▶ [Page text]
Eddie Lee Howard is a free man after being wrongfully convicted of the murder and rape of an 84-year-old white woman, Georgia Kemp, and spending more than two decades on death row. 

Howard, who is Black, was sentenced to death in 1994 after being tied to the crime by a doctor who claimed the bite marks on the victim’s body were made by Howard’s teeth, CNN reported. In August, a Mississippi Supreme Court found that the accusation wasn’t enough to tie him to the murder.

"After reviewing the record, we conclude that Howard's evidence as to the change in the scientific understanding of the reliability of identification through bite-mark comparisons was almost uncontested. Based on this record, we agree with Howard that a forensic dentist would not be permitted to identify Howard as the biter today as Dr. West did at Howard's trial in 2000," the court wrote in August.

Alibi testimony and new DNA evidence also helped overturn Howard's conviction, according to USA Today. Howard, who is now 67, had been accused of raping and murdering Kemp at her Columbus home in 1992 before setting the home ablaze.

The Mississippi Innocence Project helped Howard with his case and he and his attorneys thanked the organization for helping to overturn Howard’s conviction in a statement.

▶ [Study questions]
1 - Answer these questions from the article about Eddie Lee Howard:
(a) In what year was Howard sentenced to death?
(b) How old is Howard now?
(c) Which organization helped Howard with his case?
2 - Give every year mentioned in the article about Eddie Lee Howard, in the order they appear.
3 - Write the next paragraph of the article about Eddie Lee Howard's release from death row.

(Dataset entries)
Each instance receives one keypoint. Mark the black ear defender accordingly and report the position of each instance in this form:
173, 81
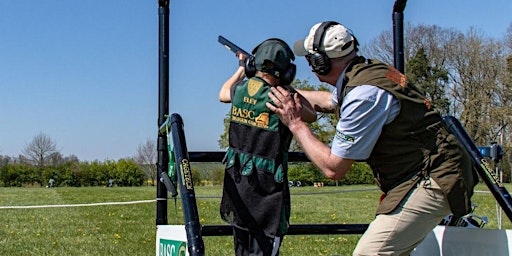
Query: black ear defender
319, 60
286, 77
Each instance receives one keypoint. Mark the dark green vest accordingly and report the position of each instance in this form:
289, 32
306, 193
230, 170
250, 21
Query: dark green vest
256, 195
415, 144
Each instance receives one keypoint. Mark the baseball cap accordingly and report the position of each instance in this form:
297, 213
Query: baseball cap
276, 51
337, 41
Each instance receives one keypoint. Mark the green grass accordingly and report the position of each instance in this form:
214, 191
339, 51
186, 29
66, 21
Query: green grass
129, 229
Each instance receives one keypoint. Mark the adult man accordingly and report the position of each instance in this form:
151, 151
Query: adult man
423, 171
256, 199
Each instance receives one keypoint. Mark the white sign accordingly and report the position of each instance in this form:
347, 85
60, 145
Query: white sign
171, 240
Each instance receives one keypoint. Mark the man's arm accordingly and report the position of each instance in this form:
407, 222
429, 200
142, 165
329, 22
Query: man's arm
308, 112
289, 111
320, 100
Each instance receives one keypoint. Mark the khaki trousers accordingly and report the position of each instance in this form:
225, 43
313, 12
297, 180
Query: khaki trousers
400, 231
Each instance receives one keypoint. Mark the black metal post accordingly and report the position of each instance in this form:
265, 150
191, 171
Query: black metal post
186, 185
497, 189
163, 109
398, 34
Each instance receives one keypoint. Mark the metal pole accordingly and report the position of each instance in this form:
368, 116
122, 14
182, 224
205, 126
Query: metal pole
188, 196
163, 109
398, 34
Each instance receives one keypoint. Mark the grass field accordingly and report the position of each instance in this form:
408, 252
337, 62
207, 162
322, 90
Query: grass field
129, 229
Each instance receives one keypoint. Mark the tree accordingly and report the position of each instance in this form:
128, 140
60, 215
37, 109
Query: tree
39, 149
146, 158
429, 80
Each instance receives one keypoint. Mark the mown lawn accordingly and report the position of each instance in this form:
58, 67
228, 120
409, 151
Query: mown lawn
129, 229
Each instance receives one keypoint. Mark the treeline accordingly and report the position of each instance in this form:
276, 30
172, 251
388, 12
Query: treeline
124, 172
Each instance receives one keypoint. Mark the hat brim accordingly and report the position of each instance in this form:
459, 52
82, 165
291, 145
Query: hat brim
298, 48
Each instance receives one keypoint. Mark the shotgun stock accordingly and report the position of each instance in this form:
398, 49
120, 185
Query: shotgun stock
232, 47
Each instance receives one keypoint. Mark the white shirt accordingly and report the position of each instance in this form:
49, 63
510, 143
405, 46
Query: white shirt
364, 111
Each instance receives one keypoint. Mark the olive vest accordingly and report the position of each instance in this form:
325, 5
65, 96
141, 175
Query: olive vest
256, 195
415, 145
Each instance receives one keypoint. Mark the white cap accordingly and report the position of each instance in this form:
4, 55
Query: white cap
334, 43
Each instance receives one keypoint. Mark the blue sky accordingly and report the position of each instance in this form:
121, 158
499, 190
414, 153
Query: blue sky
86, 72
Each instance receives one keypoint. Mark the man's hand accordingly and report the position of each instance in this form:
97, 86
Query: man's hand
285, 105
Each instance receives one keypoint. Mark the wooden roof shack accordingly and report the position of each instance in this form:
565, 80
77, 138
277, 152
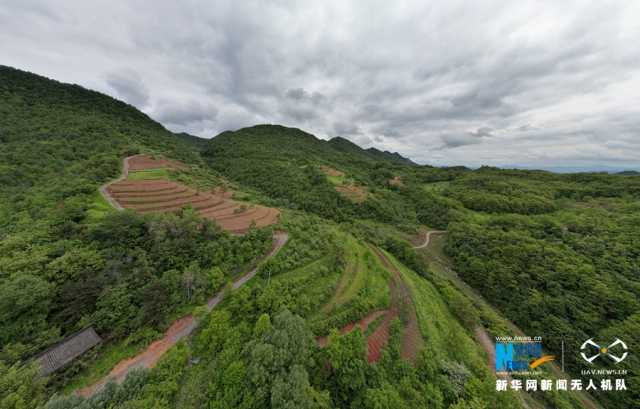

▶ [Results of the exercise]
1 -
(a) 1994
(b) 67
(c) The Mississippi Innocence Project

2 - 1994, 2000, 1992

3 -
“The Mississippi Supreme Court has taken a powerful stance in rejecting junk science as the basis on which to put a man to death,” M. Chris Fabricant, one of Howard's attorneys, told the Jackson Clarion-Ledger  “We are thankful that the Court has identified this breakdown in Mr. Howard’s case, ruling that debunked science has no place in our justice system.”  

The ruling may help two other people on death row in Mississippi after being convicted in part due to bite-mark evidence, Howard’s attorney’s said, USA Today reported.

"I want to say many thanks to the many people who are responsible for helping to make my dream of freedom a reality," Howard said in a statement. "I thank you with all my heart, because without your hard work on my behalf, I would still be confined in that terrible place called the Mississippi Department of Corrections, on death row, waiting to be executed."